** start PASSAGE GIVEN **

# Please help me.



## Matt3238 (May 25, 2013)

Hello guys, my name is Matt an I am a sophomore in high school, I am 16 and am in need of a new golf set. I have done lots of research and came to the conclusion that the Taylor made rbz would be the way to go even though they are more expensive then most other brands. Next spring I should be playing varsity golf for my school and I need a newer better fitting set than what I have which ive had since I was 13. Now I am in no terms a good golfer but I can hit the ball very solid and have a monster drive(260+ yards). Today I went with my parents to look at getting some new clubs and tryed a bunch of different irons out on the virtual range. I came to the conclusion that the Wilson ci11's for 400$ were my second favorite and the taylormade rbz's were the best clubs for 500$. They were both steel shafts and were 7 clubs in each set. What should I do? My dad doesn't want to spend 500$ for a set of irons because I also need a new driver and 3 wood and putter and such, he doesn't think that for my age and skill level that he should spend that much money. I just really think the Taylor mades are so much better, more power and forgiveness and other stuff. What should I do, get the rocketballz or the ci11's? Thank you guys for any help you can give me!


----------



## stevel1017 (Apr 30, 2007)

Hi Matt, and welcome
Unfortunately budget constraints are a part of every ones lives.
I suggest you get with your Dad and decide how much you have to spend, and then get the best clubs for you with in that amount.

** end PASSAGE GIVEN **
** start ROWS **

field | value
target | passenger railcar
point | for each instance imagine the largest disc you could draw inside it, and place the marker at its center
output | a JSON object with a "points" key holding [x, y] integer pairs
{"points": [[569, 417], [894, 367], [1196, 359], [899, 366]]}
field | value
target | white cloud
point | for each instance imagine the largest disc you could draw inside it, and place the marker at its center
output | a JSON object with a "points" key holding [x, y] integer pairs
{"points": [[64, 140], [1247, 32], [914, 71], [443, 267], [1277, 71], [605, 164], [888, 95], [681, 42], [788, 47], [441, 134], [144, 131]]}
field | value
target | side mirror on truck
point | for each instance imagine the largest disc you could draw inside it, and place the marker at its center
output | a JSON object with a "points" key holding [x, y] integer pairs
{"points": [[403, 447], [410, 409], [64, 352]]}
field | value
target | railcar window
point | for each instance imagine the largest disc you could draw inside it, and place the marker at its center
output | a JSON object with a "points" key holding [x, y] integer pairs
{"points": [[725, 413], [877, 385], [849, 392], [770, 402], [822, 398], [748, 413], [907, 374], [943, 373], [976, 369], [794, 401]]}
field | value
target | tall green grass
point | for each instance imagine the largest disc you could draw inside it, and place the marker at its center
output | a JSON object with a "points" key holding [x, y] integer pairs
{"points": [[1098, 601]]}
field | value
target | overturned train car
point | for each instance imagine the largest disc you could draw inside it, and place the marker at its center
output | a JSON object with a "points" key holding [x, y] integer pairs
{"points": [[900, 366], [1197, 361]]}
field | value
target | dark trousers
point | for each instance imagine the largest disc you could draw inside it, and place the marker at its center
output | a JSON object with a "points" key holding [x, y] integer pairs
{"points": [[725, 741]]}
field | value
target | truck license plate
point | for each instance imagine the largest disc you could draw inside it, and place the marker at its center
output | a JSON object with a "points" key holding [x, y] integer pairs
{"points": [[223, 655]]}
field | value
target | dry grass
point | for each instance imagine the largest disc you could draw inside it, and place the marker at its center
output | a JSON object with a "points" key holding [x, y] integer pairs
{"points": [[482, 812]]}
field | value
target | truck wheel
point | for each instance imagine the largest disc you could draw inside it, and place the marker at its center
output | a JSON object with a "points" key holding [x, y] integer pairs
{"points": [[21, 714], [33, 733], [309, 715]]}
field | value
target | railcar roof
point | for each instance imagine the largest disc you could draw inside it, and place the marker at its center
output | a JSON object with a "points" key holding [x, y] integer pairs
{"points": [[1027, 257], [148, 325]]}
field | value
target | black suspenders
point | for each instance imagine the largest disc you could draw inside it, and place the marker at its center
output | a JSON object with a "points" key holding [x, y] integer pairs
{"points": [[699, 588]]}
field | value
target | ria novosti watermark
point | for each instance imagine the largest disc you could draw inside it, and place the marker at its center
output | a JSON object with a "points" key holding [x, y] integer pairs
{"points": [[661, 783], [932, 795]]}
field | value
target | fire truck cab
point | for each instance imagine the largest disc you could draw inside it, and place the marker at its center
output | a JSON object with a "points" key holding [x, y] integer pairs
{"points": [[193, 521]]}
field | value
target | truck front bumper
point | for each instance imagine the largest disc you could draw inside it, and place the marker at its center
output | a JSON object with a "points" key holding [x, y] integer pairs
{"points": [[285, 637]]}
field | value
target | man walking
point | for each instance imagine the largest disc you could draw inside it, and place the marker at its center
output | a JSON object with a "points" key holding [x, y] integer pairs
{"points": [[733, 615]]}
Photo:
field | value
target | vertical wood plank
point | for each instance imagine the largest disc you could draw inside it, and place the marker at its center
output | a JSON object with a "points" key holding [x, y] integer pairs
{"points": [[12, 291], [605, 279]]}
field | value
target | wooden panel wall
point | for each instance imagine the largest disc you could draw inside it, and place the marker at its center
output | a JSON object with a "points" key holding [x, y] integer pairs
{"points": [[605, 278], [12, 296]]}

** end ROWS **

■ **PROBLEMS TO WORK ON**:
A. In the golf forum thread, which clubs other than irons does Matt name as things he also needs? List every one.
B. Write the next part of the golf forum thread, picking up after its final reply.

■ **RESPONSES TO THE EXERCISE**:
A. A new driver, a 3 wood, and a putter.

B.
Good luck!!!


----------



## Matt3238 (May 25, 2013)

stevel1017 said:


> Hi Matt, and welcome
> Unfortunately budget constraints are a part of every ones lives.
> I suggest you get with your Dad and decide how much you have to spend, and then get the best clubs for you with in that amount.
> Good luck!!!


Thank you, I decided to get a new set of taylormade burner 2.0 for $299 and to continue looking at drivers and fairway woods


----------



## Surtees (Sep 11, 2007)

nice choice my tip here is to make sure you get fitted for them don't just buy them off the shelf. You will notice the difference!


----------



## edricwage (Jan 15, 2013)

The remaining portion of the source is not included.